TASK TO CARRY OUT
Reproduce everything in the rows below from the line containing "Objective — for every instance of the gold" down to the line containing "[[79, 238]]", both lines included and requests kept. Shift every coordinate in the answers by adding 59 to it.

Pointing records
|---|
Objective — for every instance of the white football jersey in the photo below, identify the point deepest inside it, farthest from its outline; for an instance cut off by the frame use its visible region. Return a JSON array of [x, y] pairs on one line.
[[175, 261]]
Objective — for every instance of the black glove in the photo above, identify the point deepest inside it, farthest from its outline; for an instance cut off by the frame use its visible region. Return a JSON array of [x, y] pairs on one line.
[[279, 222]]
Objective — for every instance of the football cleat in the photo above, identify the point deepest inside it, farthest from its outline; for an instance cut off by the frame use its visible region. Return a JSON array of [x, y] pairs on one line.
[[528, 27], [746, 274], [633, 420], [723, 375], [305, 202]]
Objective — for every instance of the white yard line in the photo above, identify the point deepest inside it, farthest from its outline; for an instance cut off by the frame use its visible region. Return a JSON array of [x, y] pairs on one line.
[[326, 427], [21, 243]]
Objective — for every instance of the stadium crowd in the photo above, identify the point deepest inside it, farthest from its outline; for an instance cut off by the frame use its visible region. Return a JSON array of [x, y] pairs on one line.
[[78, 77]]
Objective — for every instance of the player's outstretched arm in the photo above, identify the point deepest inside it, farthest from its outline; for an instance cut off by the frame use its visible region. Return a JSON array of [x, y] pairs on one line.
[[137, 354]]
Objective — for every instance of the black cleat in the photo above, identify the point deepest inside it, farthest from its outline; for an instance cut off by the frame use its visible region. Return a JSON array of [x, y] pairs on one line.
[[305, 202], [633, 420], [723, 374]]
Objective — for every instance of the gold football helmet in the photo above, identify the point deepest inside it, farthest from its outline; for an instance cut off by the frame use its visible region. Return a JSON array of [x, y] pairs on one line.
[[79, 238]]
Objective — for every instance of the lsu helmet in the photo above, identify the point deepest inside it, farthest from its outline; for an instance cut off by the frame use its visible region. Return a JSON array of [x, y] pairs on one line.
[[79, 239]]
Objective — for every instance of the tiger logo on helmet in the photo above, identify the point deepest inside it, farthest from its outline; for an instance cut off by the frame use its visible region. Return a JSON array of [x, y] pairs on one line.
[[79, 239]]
|---|
WORKED SOLUTION
Objective — for every instance of the gold football helmet in the photo above, identify the point deepest inside it, farthest from its outline; for an instance cut off by the frame use its visible region. Return a JSON array of [x, y] pairs on one line.
[[138, 297]]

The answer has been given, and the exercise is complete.